### [Your tasks]
(a) Copy the stretch of the pregnancy-after-cancer text from "Surgery to the" through "a developing pregnancy." word for word.
(b) Answer these questions from the pregnancy-after-cancer text:
(i) For how many months after finishing chemotherapy do some health care providers recommend that women not get pregnant?
(ii) How many years do other health care providers suggest waiting before trying to have a baby?
(iii) Removing all or part of which organ may make miscarriage or early birth more likely?

### [Quoted passage]
------------------------------

If you are a cancer survivor, having a baby is a difficult decision for both men and women. Survivors and their partners need to think about many things before starting or adding to their families.
Pregnancy after cancer treatment
Often, pregnancy after cancer treatment is safe for both the mother and baby. Pregnancy does not seem to raise the risk of cancer coming back. Still, some women may be told to wait a number of years before trying to have a baby. How long depends on several factors:
Cancer type and stage
Type of treatment
A woman’s age
Some health care providers recommend that women not get pregnant in the first 6 months after finishing chemotherapy. They say that any damaged eggs will leave the body within those first 6 months. Other health care providers suggest waiting 2 to 5 years before trying to have a baby. This is because the cancer may be more likely to come back in the earlier years. And cancer treatment during pregnancy is more complicated.
How cancer treatments may affect pregnancy
Treatments can affect a future pregnancy in many ways:
Radiation therapy. Radiation therapy may affect the support cells and blood supply of the uterus. It also may increase the chances of miscarriage, early birth, low birth weight, and other problems.
Surgery to the cervix. Removing all or part of the cervix may make miscarriage or early birth more likely. This is because the cervix may not be able to support a developing pregnancy.

------------------------------

### [Supplied information]
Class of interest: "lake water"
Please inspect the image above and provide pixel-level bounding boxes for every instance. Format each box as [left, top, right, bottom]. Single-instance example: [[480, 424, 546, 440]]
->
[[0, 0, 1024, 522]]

------------------------------

### [Expected outputs]
(a)
Surgery to the cervix. Removing all or part of the cervix may make miscarriage or early birth more likely. This is because the cervix may not be able to support a developing pregnancy.

(b)
(i) 6 months
(ii) 2 to 5 years
(iii) The cervix